[PASSAGE PROVIDED]

Well, I don’t agree with that. We don’t all think that vegetables, whole grains, and beans are health foods. Those foods are all bringing carbs to your breakfast. I happen to think that the only food you eat that will make you fat is carbs. Grains and fruits bring a great deal of carbs to the table and then insulin and fat follow. My advice is just eat meats and fats at breakfast. By far the easiest and fastest breakfast is ham and eggs, because the ham is already cooked and tasty, and eggs take but a couple of minutes to cook, even if you like your yolks hard like I do.
The final Myth, #3 is You Need Coffee When You First Wake Up. This one is not about nutrition or weight, so there is not much to get upset about here, but to say that if all you have for breakfast is coffee on the drive in, or if your “coffee” is a Starbucks Caramel Flan Latte (37 grams of Carbs — TEN TEASPOONS OF SUGAR), then you are better off eating nothing at all and fighting the urge to grab something from the pastry tray. Having a big mug of pure candy and calling it breakfast is doing your system great harm.

[/PASSAGE PROVIDED]
[GIVEN INFORMATION]

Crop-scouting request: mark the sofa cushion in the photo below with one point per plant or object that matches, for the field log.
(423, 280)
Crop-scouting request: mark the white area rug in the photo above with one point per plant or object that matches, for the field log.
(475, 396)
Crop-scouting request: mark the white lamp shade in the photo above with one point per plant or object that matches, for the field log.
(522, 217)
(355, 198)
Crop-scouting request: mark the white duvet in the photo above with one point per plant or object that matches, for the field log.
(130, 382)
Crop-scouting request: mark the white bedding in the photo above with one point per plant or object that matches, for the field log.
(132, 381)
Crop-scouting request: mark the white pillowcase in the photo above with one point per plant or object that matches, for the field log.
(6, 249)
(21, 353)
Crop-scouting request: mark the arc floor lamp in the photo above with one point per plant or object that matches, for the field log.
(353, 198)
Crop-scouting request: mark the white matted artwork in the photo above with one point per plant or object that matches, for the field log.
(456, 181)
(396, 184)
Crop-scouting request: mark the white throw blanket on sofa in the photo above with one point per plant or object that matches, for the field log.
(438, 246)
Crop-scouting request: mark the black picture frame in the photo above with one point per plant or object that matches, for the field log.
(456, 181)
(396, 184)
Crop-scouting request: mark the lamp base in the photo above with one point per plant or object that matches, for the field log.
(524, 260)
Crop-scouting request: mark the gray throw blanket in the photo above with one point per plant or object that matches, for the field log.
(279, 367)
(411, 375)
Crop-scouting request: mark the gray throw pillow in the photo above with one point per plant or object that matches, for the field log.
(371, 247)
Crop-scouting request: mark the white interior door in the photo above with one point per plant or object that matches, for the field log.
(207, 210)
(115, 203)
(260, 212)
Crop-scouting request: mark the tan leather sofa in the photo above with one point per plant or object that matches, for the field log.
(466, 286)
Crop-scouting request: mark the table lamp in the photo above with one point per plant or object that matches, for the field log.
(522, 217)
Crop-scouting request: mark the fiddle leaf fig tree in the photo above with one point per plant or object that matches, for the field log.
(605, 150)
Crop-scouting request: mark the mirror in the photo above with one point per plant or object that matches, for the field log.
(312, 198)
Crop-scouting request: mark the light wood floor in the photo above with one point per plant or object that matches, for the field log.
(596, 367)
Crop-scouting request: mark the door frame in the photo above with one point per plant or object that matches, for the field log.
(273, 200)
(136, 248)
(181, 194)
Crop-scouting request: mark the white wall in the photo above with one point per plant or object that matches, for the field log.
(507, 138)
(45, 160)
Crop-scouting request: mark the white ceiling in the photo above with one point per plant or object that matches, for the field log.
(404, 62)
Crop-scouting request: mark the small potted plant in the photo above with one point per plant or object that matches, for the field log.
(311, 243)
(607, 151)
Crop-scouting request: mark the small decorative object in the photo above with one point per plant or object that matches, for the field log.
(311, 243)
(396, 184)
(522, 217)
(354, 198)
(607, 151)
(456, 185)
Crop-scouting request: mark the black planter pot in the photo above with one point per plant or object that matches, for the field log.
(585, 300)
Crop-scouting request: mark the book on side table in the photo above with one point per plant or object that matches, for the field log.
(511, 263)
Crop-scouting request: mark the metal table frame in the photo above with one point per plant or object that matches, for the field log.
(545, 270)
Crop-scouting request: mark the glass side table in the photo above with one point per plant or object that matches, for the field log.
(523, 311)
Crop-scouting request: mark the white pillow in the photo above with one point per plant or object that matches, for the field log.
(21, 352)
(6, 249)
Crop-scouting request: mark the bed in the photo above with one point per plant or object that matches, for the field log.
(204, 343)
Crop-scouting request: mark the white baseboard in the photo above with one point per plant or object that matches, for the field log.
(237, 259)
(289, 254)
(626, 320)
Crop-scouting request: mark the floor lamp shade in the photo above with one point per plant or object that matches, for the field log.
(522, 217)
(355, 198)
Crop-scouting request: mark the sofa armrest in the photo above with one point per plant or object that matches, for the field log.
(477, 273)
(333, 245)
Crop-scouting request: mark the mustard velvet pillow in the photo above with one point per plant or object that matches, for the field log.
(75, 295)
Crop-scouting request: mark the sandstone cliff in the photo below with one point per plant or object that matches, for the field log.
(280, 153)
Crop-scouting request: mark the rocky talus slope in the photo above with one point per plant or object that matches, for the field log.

[/GIVEN INFORMATION]

▶ **YOUR INSTRUCTIONS**: In the breakfast passage, what breakfast does the writer call by far the easiest and fastest?

▶ **REPLY TO THE EXERCISE**: Ham and eggs.